Document –

= = =

Characteristically, disruptive technologies are initially targeted at the low end of the market - the smaller customers that are considered less important by the major players - and succeed because they offer considerable price or performance advantages. The market leaders tend to be hypnotized by their success with their current customers, and ignore the true significance of the emergent technology until it is too late.

A classic example of this phenomenon is Digital Equipment Corporation (DEC), which enjoyed massive success during the eighties as a pioneering manufacturer of mini-computers. DEC dominated large sectors of industry with its extremely reliable VAX based systems, and apparently had large swathes of the market committed to its future.

But then, out of the blue came two unlikely competitors in the shape of Risc based Unix, which had superior networking and performance characteristics, and Intel based desktop computers, which had sprung straight from the hobbyist's kitchen table.

DEC was squeezed from both ends of the market, failed to adjust to the new landscape, and rapidly disappeared from view, suffering the final humiliation of being subsumed by Compaq, an upstart PC manufacturer.

Even IBM nearly went under during the eighties, accruing record losses over several years, before rethinking its strategies and eventually remodelling itself as the "open standards company".

= = =

Material shown –
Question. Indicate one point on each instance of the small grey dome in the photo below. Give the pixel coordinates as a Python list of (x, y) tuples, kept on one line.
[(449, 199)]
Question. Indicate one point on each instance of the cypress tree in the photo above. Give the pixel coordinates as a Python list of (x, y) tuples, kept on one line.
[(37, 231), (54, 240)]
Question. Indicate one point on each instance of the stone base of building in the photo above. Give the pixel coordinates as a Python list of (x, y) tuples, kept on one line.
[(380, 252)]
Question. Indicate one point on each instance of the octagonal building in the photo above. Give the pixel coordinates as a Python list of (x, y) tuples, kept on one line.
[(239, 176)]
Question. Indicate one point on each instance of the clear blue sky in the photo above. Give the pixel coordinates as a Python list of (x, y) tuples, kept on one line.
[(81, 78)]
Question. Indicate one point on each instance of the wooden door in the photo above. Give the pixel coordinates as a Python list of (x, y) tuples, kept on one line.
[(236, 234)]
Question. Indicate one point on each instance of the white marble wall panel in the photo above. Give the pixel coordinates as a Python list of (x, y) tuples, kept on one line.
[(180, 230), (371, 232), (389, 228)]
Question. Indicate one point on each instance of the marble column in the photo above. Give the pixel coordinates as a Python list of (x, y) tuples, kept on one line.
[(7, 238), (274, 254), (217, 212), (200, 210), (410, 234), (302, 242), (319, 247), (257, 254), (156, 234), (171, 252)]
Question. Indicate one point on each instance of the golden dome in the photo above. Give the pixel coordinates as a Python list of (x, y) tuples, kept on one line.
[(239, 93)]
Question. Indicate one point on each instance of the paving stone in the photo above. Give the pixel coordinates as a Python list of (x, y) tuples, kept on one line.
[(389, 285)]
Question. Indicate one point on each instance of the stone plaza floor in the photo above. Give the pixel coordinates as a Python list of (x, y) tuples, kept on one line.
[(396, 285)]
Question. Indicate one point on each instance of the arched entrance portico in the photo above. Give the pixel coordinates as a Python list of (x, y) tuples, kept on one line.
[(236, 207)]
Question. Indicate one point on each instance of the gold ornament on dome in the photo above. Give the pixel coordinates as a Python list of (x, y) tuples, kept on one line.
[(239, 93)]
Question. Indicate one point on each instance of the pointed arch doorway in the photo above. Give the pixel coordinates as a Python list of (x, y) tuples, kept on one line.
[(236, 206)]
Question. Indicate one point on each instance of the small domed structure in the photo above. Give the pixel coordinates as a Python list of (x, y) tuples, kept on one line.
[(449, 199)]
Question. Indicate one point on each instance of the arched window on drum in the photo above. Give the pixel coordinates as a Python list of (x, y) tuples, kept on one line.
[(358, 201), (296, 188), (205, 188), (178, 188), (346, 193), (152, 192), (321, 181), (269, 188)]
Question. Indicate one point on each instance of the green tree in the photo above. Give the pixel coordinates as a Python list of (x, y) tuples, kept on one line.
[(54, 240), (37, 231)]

= = =

Work instructions –
1. From the passage on disruptive technologies, print the words from "But then, out" up to and including "hobbyist's kitchen table.".
2. Turn the paragraph of the passage on disruptive technologies that begins "Characteristically, disruptive technologies" into a short bulleted list that keeps its main facts.
3. Pick up the passage on disruptive technologies after its final sentence and carry it forward.

Outputs by task –
1.
But then, out of the blue came two unlikely competitors in the shape of Risc based Unix, which had superior networking and performance characteristics, and Intel based desktop computers, which had sprung straight from the hobbyist's kitchen table.

2.
- Disruptive technologies usually target the low end of the market first: the smaller customers that major players consider less important.
- They succeed by offering considerable price or performance advantages.
- Market leaders, hypnotized by their success with current customers, ignore the technology's true significance until it is too late.

3.
IBM, of course, is now one of the leading providers of Linux, replacing a plethora of operating system options across its hardware range, and had donated its engineers and software to the Linux kernel foundry.

The logic, as given by an IBM vice-president back in 2003, is as follows: "People say, why would you want to give away stuff that has been of proprietary advantage to you in the past? And the answer is simple. It may not be of advantage to [IBM] in the future. In fact, there may be more of an advantage in having that kind of functionality available under Linux. Is it a charitable thing for IBM to have 250 engineers working on Linux? Long term, we are getting a cheaper operating system than we can by building our own. It's self serving. We can't build a Linux class operating system all by ourselves with only 250 people."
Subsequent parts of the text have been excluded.